YOUR OBJECTIVE =>
At the line with "For each out-of-focus", start copying; carry on through the last line of the material below, exactly as written, and stop there.
-- Opening Marker --
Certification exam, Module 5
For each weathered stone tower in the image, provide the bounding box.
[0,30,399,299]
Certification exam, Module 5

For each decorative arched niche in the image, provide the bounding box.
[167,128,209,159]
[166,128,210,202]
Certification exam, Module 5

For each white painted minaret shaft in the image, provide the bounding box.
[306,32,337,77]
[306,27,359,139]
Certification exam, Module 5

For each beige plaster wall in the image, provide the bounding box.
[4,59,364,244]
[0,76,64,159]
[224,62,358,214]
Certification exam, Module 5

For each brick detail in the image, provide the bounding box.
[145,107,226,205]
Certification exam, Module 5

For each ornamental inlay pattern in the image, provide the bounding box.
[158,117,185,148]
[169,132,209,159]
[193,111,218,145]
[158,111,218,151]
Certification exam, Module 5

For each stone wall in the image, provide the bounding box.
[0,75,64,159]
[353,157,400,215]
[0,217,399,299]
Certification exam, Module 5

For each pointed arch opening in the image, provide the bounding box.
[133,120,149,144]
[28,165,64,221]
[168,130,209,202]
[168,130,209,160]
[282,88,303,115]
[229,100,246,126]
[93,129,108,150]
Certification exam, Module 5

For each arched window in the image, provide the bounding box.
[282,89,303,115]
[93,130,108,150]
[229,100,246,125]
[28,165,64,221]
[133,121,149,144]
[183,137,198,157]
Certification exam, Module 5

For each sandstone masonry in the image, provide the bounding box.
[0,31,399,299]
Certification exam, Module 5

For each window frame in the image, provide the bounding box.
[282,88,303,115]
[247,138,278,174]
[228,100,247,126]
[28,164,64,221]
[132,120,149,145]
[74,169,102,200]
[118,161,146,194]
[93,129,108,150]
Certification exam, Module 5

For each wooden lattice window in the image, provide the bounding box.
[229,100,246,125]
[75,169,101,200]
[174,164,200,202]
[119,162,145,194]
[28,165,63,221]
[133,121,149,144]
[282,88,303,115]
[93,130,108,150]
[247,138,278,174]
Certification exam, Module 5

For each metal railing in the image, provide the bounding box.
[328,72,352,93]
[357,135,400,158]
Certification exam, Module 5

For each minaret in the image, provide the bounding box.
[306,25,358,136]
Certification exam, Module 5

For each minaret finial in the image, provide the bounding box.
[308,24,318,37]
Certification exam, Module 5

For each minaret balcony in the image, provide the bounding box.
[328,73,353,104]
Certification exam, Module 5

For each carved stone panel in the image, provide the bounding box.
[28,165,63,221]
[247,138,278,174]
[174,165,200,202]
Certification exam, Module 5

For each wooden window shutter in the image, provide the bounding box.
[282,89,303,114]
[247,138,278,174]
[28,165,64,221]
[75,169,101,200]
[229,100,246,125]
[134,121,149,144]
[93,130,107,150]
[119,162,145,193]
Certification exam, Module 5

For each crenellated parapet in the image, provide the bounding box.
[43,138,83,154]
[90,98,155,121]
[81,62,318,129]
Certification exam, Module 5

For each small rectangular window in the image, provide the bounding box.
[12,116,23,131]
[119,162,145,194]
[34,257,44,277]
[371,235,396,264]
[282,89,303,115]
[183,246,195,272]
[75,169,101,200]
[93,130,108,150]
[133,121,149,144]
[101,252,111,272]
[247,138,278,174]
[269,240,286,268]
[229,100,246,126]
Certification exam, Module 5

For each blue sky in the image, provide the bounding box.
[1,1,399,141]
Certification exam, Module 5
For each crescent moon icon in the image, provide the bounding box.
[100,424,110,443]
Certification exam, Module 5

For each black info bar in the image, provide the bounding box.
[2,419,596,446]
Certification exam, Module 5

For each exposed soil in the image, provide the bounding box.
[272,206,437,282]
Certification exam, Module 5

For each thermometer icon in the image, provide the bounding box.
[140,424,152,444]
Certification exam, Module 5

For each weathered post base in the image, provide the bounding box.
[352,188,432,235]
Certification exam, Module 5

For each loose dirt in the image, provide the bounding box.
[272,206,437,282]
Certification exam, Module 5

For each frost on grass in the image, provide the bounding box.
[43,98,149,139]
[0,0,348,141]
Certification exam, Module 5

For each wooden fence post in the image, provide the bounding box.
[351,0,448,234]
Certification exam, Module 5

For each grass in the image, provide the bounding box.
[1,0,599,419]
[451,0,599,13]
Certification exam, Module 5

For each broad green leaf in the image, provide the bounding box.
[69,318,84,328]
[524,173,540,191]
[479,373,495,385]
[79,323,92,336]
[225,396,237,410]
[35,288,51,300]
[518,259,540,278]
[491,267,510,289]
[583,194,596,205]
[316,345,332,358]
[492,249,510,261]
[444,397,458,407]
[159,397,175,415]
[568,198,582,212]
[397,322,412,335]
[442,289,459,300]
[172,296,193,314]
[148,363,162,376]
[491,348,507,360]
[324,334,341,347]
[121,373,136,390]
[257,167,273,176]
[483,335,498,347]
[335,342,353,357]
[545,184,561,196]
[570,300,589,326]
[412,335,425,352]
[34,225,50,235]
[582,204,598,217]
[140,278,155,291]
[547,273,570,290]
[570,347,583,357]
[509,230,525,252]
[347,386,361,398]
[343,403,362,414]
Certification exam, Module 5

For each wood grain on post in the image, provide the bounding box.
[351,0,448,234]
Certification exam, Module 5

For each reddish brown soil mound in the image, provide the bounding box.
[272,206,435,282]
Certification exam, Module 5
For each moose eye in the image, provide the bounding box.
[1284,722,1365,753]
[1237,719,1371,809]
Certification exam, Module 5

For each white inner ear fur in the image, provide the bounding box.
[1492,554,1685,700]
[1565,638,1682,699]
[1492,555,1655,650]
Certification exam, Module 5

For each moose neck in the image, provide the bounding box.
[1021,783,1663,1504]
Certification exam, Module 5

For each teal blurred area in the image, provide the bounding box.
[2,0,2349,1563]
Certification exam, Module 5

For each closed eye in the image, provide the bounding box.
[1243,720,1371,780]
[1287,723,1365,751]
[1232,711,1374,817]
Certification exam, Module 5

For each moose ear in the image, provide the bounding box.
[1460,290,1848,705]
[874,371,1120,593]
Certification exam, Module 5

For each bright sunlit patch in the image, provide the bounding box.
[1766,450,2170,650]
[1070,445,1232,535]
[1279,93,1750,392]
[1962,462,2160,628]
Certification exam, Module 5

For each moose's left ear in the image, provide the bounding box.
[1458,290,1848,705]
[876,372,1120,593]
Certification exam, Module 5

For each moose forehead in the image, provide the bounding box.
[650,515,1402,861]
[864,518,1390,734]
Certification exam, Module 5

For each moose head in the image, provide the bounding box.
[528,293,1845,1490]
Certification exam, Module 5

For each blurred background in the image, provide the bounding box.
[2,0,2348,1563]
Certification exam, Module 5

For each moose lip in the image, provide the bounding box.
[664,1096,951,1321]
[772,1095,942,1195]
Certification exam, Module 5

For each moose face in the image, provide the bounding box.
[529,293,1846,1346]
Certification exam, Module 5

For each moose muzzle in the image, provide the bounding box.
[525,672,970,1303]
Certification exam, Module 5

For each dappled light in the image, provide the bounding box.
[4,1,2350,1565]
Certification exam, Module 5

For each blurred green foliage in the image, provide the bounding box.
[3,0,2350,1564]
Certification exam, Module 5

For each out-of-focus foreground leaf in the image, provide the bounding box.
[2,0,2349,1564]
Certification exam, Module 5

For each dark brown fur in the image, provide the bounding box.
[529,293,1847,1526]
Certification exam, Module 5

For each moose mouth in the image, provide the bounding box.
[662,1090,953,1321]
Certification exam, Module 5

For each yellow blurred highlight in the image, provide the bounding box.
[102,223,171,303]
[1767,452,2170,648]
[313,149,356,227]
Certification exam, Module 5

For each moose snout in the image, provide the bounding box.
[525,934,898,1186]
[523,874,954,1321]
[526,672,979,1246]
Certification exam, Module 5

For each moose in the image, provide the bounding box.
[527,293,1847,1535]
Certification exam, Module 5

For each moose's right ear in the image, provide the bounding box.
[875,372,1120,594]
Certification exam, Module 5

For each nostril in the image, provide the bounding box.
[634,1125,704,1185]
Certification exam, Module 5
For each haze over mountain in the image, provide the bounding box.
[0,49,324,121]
-- Closing Marker --
RESPONSE =>
For each out-of-focus foreground leaf in the image, provide the bounding box.
[2,0,2349,1564]
Certification exam, Module 5

For each dark brown fur in the image, provide the bounding box.
[529,293,1847,1526]
Certification exam, Module 5

For each moose mouth in the image, provide the bounding box.
[662,1090,953,1321]
Certification exam, Module 5

For each yellow blurred highlight in the image, provide the bounding box.
[102,223,171,303]
[1767,452,2170,648]
[313,149,356,227]
Certification exam, Module 5

For each moose snout in the image, provide the bounding box.
[525,934,898,1186]
[523,874,954,1321]
[526,672,979,1246]
Certification exam, Module 5

For each moose in the image, provide the bounding box.
[527,293,1847,1535]
Certification exam, Module 5

For each moose's right ear in the image, provide the bounding box.
[875,372,1120,594]
Certification exam, Module 5

For each nostril in the image, provide the bounding box.
[634,1125,704,1185]
Certification exam, Module 5
For each haze over mountain in the image, provide the bounding box.
[0,49,324,121]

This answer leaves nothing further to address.